QUOTED TEXT:
Thursday, 4 September 2008

Holy Moses

For some months now, as part of my daily devotions, I've been reading the day's Martyrlogy. My family kindly bought me a copy when we had a reunion in Rome in the spring. It really has been an interesting exercise. For instance, did you know that the Old Testament prophets and some other figures have an annual feastday? Today is the feastday of Saint Moses, for instance. The translation below is my own, done in rather a hurry, so excuse any blunders.

4th September
The day before the Nones of September, the third day of the current lunar cycle.
1. The commemoration of Saint Moses, prophet, whom God chose to lead his oppressed people out of Egypt and into the promised land, to whom also he revealed himself on Mount Sinai, saying 'I am who am' and gave the Law to govern the lives of the chosen people. This servant of God died, full of days, on Mount Nebo in the land of Moab, in sight of the promised land.
2. At Chalons, in Gaul, St Marcellus, martyr.
3. At Rome, in the cemetery of Maximus, on via Salaria, the burial of Pope St Boniface I, who settled many disputed ecclesiastical matters.
4. Chartres, in Neustria, St Caletricus, bishop.
5. Heresfeld in Saxony, St Ida, widow of Duke Ecbert, noted for her care of the poor and her assiduous prayers.
6. At Mende in Aquitaine, St Fredaldus, bishop and martyr.
7. At Cologne in Lotharingia, St Irmgard, who, as Countess of Süchteln, gave her goods for church building.

RECORDS SUPPLIED:
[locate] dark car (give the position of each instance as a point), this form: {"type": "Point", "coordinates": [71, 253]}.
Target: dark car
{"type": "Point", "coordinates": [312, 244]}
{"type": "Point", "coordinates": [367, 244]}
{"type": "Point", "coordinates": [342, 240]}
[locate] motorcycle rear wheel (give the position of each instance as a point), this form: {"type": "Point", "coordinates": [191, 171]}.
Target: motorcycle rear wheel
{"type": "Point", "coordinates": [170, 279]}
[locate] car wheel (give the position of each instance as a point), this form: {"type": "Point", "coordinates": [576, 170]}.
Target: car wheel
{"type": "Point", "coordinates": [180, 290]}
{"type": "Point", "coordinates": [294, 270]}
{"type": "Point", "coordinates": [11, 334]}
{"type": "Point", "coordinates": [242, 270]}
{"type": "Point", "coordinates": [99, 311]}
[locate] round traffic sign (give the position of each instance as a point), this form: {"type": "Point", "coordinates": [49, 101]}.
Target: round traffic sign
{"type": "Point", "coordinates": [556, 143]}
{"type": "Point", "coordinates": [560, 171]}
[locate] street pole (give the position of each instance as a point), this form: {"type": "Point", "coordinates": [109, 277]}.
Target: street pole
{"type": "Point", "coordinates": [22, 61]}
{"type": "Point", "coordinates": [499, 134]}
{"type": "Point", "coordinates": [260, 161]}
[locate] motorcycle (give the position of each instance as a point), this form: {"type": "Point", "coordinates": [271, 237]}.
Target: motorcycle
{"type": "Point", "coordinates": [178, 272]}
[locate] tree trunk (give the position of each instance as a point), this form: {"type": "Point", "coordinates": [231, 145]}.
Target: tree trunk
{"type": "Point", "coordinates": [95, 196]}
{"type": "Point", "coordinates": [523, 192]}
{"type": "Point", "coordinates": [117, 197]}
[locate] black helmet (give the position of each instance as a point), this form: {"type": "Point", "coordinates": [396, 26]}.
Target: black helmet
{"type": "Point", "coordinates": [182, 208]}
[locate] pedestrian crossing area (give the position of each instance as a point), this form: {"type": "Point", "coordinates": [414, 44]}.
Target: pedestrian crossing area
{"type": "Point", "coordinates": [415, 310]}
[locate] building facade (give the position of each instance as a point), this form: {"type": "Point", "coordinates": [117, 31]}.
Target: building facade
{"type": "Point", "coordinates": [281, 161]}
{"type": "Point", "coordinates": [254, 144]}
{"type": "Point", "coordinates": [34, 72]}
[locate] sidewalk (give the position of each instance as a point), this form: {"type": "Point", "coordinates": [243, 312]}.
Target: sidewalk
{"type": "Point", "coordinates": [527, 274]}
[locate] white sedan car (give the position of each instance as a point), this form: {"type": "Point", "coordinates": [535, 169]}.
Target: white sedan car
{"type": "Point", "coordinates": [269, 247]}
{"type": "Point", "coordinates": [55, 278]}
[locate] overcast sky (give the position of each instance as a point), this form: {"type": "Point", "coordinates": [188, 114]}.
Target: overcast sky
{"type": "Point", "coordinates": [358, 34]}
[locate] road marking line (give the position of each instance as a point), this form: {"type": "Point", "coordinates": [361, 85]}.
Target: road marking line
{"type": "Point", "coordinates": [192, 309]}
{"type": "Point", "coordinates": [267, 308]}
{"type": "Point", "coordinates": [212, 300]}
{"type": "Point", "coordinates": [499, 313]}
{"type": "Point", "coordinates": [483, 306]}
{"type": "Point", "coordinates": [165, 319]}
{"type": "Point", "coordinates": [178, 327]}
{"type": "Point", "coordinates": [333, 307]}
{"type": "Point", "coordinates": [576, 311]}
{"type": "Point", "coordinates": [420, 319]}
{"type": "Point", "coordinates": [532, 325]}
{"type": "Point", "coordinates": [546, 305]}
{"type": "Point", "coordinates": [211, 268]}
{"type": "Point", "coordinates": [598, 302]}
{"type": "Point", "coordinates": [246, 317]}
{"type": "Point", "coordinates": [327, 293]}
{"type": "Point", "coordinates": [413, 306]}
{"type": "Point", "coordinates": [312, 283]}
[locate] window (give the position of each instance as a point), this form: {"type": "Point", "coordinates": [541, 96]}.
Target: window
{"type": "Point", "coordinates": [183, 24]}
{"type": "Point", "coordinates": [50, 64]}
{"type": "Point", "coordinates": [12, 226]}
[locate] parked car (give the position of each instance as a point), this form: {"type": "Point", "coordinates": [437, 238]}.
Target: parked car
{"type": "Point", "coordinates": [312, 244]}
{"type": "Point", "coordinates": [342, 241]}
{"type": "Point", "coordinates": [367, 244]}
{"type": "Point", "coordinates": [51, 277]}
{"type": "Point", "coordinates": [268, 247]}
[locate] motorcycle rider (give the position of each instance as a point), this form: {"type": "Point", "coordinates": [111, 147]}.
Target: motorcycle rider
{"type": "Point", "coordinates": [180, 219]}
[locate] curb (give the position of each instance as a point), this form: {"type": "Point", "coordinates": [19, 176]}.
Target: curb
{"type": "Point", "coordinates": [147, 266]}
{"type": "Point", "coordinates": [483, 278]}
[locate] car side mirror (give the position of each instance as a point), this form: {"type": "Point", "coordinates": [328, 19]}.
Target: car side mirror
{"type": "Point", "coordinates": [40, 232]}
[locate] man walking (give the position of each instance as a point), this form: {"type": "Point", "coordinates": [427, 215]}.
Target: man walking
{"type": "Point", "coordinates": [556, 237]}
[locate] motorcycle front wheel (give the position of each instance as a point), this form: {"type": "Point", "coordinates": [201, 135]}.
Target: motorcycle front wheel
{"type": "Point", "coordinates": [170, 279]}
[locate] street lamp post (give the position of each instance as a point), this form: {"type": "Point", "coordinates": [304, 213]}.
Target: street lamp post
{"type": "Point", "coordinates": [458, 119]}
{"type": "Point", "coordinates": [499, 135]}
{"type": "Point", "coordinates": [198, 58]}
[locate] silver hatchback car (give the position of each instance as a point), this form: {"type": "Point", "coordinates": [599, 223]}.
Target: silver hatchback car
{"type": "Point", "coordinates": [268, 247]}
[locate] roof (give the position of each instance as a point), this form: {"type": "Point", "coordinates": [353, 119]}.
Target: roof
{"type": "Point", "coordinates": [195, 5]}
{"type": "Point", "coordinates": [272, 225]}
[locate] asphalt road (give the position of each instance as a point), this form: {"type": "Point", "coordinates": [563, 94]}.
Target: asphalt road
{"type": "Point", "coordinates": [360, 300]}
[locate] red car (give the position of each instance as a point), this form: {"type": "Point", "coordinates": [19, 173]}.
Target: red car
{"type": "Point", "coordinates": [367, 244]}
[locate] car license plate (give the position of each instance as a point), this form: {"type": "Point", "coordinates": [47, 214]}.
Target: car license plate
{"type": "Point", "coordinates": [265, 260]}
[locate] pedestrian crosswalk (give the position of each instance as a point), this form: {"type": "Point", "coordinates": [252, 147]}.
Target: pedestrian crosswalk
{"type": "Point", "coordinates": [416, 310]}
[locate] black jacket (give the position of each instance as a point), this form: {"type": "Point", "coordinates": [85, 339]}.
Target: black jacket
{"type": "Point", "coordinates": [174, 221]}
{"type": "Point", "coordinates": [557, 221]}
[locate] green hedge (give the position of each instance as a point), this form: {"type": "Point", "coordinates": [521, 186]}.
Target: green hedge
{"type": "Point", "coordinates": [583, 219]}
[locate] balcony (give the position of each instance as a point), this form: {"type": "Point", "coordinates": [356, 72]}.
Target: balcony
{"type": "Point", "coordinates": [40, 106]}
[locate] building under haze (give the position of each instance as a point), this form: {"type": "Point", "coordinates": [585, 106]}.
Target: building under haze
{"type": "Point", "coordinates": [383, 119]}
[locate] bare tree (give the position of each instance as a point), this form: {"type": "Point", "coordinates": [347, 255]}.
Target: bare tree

DESCRIPTION OF THE TASK:
Please list every saint commemorated in the numbered entries of the martyrology text, in the order they appear. The records are separate material and have no connection to the text.

CORRECT ANSWER:
1. Saint Moses
2. St Marcellus
3. Pope St Boniface I
4. St Caletricus
5. St Ida
6. St Fredaldus
7. St Irmgard